Feeling Depressed – But Not Sure Why?

Photo by Engin Akyurt from Pexels

Depression often has an obvious cause such as trauma or a sense of failure in life. However, there are other times when we may feel depressed without there being an obvious reason why. Below are a few possible reasons as to why you may be feeling down and empty.

Past triggers

If you’ve suffered from depression in the past, there is always a risk that it can resurface. Depression can often be an underlying condition and it only takes one toxic thought to get you back in that dark place. This could be triggered by something very small. To prevent yourself digging up depressed thoughts from the past, you should try to continuously remind yourself that you are a new person now and that you are in a better place. That previous version of you is not who you are now – take steps to detach yourself from them and leave them in the past. 

Hormonal imbalance

Our hormone levels can have a big impact on the way we feel. Many women get depressed during pregnancy or menopause – or even when having a regular period – because hormone levels are all over the place. Men can meanwhile suffer from similar issues like low testosterone that can lead to depression, as detailed here at Men’s Revival. Sometimes a hormonal imbalance can be a chronic issue, which may require treatment. It’s worth seeing a medical professional to see if this is the cause.  They may prescribe testosterone replacement therapy.

Lack of sleep

Lack of sleep and depression often form a vicious cycle. If you’re not getting enough sleep, it can be worth taking steps to improve your sleep quantity and quality. If you’re currently getting only a few hours of sleep per night, consider finding ways to get more sleep such as going to bed earlier or taking naps to catch up on sleep. If you’re having a hard time getting to sleep, why consider some of these tips for helping to beat insomnia at On Health.

EXERCISE GOAL: Rewrite the stretch of the depression text from "Our hormone levels" through "testosterone replacement therapy.", replacing "medical professional" with "doctor".

DATA EXTRACTS:
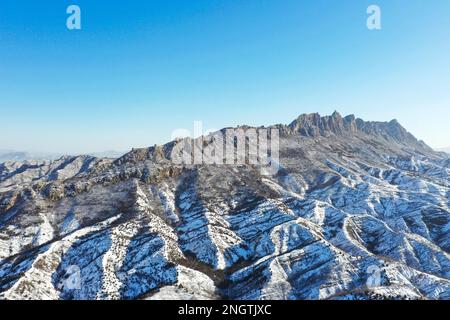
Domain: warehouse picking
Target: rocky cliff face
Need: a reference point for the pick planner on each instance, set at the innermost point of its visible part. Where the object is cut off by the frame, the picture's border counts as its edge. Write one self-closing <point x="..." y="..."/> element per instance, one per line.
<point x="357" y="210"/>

==

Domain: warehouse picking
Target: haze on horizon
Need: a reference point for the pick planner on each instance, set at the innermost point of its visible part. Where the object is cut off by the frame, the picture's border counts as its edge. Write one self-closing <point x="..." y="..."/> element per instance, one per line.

---

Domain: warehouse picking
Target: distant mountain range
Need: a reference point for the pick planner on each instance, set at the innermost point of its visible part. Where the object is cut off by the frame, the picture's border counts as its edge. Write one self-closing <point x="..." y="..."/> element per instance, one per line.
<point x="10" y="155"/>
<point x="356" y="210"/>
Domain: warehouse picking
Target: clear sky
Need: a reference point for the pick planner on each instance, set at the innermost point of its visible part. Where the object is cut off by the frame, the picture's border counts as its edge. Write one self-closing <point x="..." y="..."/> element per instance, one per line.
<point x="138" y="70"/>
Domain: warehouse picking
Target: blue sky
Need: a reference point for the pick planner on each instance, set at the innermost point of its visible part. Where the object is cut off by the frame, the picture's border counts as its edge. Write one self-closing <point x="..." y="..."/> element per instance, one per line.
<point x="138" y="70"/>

SOLUTION BELOW:
Our hormone levels can have a big impact on the way we feel. Many women get depressed during pregnancy or menopause – or even when having a regular period – because hormone levels are all over the place. Men can meanwhile suffer from similar issues like low testosterone that can lead to depression, as detailed here at Men’s Revival. Sometimes a hormonal imbalance can be a chronic issue, which may require treatment. It’s worth seeing a doctor to see if this is the cause.  They may prescribe testosterone replacement therapy.